Recuerdo que lo más duro para mí al entrar en una habitación del materno era saber si era niño o niña quien estaba. Intentaba guiarme por los pendientes, pero a veces se los quitaban y eso me dejaba perdida. La inflamación y carencia de pelo en estos niños iguala a todos, y es difícil saber. El cuerpo está ahí, sujetándote, enseñándote en el proceso de la enfermedad y mostrando que, a pesar de los cambios, es un regalo del Señor y yo soy la primera que tiene que ver eso al entrar en esa habitación. Ahí aprendí a sonreír con los ojos, detrás de la mascarilla. Eso fue hace veintidós años. ¿Quién iba a decirme que sería mi mejor herramienta años después?
La dignidad de la persona que se marcha debe ser tratada y trabajada por ella y por su familia. En un proceso de duelo es importante haber colocado dignamente al paciente. Hace unos días, en una formación de paliativos pediátricos que comenzamos ahora en la Fundación, se trataba sobre aquellos bebes que nacen muertos o bien, están muertos y se provoca el parto a la mamá. Las “cunas frías” tan necesarias para devolver la dignidad al no nato y a sus familias son cunas que permiten tener al bebe nacido fallecido a 5 grados unas horas. De esta forma se permite a la familia un periodo de estar con él, hacerse fotos, interactuar y poder darle su sitio. A veces, estos padres, producto del dolor, donan su cuerpo a la ciencia y lamentan posteriormente no tener un sitio donde poder presentar sus respetos como familiar fallecido. Este periodo les puede ayudar a discernir con más claridad que quieren y como deben actuar.

_DATOS ALMACENADOS_

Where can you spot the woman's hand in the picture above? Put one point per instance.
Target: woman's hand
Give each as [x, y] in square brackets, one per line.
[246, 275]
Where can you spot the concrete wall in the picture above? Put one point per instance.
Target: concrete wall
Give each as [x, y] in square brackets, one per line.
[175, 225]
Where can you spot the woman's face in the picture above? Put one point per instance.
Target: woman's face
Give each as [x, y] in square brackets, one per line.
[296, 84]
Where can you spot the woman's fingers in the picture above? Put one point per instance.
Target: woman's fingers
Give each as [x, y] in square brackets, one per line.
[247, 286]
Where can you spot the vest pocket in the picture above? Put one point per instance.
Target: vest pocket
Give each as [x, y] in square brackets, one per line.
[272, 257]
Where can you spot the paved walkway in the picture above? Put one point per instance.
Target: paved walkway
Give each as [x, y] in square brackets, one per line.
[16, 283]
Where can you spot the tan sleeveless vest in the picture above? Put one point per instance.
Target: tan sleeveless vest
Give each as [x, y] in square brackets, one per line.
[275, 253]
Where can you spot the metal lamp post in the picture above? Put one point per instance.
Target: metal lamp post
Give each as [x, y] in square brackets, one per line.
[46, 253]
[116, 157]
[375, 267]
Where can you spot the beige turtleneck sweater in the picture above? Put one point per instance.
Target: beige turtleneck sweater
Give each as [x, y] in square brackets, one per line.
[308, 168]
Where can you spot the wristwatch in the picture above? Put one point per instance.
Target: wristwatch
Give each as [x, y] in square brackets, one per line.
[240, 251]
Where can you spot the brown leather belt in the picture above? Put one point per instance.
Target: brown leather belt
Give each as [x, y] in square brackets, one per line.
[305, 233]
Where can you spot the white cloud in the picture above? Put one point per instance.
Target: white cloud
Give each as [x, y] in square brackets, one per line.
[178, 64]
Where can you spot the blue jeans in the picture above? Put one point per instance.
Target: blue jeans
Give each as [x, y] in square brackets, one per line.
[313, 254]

_TAREAS Y EJERCICIOS_
1. ¿A qué temperatura mantienen las cunas frías al bebé nacido fallecido, según el texto sobre la dignidad en el duelo?
2. Prosiga el texto sobre la dignidad en el duelo a partir de donde termina.

_SUS RESPUESTAS ESCRITAS_
1. A 5 grados, durante unas horas.

2.
El miedo a morir está, existe. La duda, el enfrentarse a rendir cuentas, a confirmar la misericordia y el perdón de verdad, a que ya todo esté hecho, a que nada importa, solo la marcha que tengo delante…. Eso es muy duro. Y como decía aquel, “todo creyente se vuelve no creyente y viceversa, frente a la muerte”. Cuando uno se asoma al abismo, la humanidad se agarra fuertemente a tu espiritualidad y no te deja ver con claridad.
No suelo dar consejos, no suelo dar respuestas. Primero porque soy la menos indicada. Segundo, porque no sé las respuestas…. Pero ante las cuestiones planteadas al principio de este escrito me he aventurado a mirar a los ojos y “dar mi opinión” desde el cristal del amor de Dios, desde su Evangelio, su Palabra, su misericordia, su consuelo, su abrazo incondicional, al pecador, al no pecador, al creyente, al no creyente, al perdido, al que cree que no lo está…. Y puedo decir que en todos he encontrado una caída de ojos, una sonrisa, y en algún caso una marcha serena… Siempre me he preguntado de dónde salió esa respuesta, porque fue la adecuada, pero no soy yo, es el Señor que pone sus palabras en mí, porque es lo único que pido antes de entrar en un turno…. Que en mis ojos vean tu mirada, que en mis manos que sujetan sientan las tuyas, y en mis palabras escuchen tu Evangelio… Por favor, que no me abandone el espíritu de servicio y humildad… y, sobre todo, no me dejes meter la pata (porque toco terreno sagrado).